Goal of the exercise:
Search the records for the word "branch" and pick out every line that has it.

Data shown:
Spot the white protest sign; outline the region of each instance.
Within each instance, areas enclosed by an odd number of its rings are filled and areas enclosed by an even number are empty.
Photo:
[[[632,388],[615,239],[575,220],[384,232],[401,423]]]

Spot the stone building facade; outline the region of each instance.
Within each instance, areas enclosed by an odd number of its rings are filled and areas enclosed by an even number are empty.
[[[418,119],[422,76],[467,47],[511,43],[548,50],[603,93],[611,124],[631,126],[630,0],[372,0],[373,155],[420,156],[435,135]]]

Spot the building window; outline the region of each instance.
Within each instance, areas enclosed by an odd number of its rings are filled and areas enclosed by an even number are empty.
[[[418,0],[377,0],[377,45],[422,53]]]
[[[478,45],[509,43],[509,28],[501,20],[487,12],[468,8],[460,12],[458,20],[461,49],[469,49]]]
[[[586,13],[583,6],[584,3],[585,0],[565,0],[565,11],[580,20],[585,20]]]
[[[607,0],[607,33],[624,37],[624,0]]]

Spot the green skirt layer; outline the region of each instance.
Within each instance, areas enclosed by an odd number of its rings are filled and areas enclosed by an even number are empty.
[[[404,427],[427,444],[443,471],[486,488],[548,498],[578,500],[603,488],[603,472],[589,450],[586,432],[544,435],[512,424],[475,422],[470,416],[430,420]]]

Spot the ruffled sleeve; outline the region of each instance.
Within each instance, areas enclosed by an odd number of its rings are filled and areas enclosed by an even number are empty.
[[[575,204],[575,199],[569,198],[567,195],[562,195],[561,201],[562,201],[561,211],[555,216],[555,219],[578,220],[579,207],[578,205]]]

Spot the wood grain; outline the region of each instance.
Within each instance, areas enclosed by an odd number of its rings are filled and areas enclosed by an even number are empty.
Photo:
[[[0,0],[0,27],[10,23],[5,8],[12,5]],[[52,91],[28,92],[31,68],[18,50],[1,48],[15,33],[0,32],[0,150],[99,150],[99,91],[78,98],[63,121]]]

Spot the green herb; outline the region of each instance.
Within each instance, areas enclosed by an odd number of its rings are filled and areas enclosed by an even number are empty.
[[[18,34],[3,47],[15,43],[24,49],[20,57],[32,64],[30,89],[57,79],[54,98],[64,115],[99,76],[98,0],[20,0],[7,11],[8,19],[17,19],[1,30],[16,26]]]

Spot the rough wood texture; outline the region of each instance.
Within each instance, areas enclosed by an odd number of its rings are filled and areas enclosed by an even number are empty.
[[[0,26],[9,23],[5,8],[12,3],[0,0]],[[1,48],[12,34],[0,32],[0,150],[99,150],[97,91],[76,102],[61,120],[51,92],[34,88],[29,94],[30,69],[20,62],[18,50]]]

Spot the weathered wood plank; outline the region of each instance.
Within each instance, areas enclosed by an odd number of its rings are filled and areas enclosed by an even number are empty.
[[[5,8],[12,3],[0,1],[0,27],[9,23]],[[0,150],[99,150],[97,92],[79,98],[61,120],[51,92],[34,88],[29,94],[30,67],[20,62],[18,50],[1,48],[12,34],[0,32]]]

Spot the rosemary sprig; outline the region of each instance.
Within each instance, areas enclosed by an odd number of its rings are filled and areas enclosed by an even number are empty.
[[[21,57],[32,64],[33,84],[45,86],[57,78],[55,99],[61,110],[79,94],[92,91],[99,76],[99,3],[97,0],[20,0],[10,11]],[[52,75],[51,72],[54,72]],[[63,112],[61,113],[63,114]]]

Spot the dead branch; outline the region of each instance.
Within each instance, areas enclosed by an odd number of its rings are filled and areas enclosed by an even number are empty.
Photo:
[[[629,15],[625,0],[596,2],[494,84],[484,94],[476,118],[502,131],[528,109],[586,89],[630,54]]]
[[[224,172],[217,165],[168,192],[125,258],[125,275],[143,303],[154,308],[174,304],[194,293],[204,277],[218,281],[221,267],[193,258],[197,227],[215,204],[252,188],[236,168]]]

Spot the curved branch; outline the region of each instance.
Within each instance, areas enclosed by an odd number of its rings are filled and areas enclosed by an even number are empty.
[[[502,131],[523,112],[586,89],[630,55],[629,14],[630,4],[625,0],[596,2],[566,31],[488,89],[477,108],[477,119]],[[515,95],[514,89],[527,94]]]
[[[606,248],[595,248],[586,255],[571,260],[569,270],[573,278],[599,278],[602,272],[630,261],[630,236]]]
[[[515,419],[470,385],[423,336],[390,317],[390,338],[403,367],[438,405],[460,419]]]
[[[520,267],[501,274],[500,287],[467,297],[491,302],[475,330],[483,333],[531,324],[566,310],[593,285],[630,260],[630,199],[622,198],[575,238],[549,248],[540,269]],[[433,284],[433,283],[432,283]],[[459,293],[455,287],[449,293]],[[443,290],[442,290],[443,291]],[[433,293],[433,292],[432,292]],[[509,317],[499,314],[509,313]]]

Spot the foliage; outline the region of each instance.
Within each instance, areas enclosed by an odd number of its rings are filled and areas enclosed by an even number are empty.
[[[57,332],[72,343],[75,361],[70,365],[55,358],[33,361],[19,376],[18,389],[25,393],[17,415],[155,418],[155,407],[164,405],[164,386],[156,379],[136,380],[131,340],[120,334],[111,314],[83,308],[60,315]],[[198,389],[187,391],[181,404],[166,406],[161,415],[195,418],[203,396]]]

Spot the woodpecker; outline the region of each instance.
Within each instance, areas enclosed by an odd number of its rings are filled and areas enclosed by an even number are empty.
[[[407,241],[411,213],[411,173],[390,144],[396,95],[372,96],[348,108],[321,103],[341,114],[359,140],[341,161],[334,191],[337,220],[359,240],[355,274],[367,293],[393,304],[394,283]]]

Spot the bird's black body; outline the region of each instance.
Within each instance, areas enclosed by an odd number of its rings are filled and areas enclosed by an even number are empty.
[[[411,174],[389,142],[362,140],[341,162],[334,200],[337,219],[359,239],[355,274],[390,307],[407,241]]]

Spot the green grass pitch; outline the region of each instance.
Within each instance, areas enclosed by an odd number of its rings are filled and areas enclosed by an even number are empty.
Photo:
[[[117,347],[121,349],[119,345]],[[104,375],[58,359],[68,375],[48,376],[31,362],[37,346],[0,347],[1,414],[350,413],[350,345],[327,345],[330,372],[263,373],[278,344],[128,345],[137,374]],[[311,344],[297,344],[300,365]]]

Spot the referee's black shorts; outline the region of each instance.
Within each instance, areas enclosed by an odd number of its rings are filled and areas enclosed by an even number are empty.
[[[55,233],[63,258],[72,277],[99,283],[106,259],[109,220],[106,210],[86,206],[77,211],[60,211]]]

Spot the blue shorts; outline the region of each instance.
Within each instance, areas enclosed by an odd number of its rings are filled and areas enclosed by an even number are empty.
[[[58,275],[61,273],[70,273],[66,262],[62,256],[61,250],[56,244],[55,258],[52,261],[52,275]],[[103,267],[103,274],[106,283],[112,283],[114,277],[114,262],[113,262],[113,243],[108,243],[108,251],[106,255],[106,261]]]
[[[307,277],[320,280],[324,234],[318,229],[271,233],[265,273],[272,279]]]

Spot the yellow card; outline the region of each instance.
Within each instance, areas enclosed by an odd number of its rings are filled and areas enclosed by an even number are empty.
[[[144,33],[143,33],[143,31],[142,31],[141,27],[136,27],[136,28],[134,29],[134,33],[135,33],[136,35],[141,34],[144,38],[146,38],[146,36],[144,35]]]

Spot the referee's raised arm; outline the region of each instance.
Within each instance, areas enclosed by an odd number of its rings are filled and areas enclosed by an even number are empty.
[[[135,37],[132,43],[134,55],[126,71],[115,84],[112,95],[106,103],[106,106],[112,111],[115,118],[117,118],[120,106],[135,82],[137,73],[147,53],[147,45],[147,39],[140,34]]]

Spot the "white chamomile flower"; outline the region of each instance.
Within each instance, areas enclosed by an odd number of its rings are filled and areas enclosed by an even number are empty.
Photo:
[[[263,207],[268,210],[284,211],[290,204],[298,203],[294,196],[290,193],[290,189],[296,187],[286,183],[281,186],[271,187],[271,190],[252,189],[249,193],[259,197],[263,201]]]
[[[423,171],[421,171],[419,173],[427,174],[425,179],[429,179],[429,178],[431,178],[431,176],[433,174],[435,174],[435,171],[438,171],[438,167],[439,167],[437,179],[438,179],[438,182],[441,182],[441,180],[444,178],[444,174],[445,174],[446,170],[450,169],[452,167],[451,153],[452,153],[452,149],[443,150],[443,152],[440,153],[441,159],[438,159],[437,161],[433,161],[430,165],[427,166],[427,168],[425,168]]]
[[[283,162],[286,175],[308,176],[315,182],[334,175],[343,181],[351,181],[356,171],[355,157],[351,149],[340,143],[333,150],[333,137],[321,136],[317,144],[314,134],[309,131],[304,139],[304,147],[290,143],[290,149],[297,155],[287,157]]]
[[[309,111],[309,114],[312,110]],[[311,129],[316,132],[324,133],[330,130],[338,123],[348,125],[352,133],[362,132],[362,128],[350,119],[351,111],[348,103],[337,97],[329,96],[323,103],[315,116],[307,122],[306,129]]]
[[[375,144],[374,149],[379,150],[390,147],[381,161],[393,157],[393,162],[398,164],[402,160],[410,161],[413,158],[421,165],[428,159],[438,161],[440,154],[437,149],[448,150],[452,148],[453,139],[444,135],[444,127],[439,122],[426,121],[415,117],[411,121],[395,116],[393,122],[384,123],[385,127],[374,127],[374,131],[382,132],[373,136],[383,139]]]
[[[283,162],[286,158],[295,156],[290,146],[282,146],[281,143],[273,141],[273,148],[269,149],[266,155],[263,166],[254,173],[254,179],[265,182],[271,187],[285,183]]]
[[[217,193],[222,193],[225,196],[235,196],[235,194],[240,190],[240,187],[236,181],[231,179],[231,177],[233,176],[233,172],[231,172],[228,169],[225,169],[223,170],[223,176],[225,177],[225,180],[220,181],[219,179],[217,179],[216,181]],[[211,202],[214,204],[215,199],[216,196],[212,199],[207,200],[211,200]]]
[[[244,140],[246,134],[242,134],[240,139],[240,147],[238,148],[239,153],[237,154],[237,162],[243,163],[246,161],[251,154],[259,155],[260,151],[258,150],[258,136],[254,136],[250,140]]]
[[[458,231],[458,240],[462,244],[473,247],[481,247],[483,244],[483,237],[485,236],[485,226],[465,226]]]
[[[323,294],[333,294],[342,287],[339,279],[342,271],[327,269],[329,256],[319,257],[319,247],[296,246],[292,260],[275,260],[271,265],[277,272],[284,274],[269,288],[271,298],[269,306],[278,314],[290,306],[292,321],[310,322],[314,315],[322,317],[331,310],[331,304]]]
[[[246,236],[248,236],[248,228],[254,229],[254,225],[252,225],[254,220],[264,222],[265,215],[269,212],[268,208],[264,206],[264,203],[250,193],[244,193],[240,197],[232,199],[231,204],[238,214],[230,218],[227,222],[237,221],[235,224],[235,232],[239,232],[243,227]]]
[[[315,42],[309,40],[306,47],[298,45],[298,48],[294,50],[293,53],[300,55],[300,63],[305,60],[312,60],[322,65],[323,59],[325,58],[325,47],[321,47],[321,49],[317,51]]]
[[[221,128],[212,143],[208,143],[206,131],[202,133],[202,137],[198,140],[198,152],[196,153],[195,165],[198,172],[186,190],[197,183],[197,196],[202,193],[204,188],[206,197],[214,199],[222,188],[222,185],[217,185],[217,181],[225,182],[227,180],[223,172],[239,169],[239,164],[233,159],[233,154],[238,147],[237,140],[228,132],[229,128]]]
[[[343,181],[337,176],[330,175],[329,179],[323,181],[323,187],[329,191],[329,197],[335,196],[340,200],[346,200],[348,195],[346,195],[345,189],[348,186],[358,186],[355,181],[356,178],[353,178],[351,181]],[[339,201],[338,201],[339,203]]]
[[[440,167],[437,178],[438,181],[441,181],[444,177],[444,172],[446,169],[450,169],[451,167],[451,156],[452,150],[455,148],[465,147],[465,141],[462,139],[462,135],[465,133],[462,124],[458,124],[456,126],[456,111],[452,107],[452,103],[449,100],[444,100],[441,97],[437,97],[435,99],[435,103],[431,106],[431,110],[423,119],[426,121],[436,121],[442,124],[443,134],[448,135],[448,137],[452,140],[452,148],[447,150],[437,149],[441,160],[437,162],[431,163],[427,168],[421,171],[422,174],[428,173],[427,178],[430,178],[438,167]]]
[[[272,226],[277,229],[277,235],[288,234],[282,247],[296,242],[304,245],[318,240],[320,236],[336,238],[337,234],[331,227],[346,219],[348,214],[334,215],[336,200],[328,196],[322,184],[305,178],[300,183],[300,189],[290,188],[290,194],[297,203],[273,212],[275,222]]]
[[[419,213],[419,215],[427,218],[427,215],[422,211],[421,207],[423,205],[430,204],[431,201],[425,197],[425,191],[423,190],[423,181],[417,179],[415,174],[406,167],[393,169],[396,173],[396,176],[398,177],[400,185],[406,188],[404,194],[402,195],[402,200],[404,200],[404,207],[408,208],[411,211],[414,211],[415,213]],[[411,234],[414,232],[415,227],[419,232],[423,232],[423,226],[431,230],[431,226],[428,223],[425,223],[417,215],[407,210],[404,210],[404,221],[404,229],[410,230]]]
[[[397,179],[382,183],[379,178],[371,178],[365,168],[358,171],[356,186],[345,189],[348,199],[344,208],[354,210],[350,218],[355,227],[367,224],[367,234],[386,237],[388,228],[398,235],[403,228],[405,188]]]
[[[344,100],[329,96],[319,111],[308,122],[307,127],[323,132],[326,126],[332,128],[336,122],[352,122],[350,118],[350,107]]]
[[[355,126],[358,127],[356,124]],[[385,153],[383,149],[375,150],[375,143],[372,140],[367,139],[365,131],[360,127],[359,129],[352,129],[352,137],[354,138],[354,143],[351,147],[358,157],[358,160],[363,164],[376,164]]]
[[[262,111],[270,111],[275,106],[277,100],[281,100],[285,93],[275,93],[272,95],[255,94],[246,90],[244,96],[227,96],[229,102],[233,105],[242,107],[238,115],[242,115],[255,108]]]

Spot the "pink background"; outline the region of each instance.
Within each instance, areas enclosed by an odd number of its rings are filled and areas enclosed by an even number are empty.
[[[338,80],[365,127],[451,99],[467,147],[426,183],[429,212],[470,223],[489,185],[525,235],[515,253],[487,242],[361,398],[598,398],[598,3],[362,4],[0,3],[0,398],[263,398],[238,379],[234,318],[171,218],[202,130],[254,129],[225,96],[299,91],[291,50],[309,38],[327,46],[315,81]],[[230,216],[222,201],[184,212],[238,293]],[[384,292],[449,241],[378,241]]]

Output for this task:
Spot the dead branch; outline the region of each instance.
Spot the curved branch; outline the region of each instance.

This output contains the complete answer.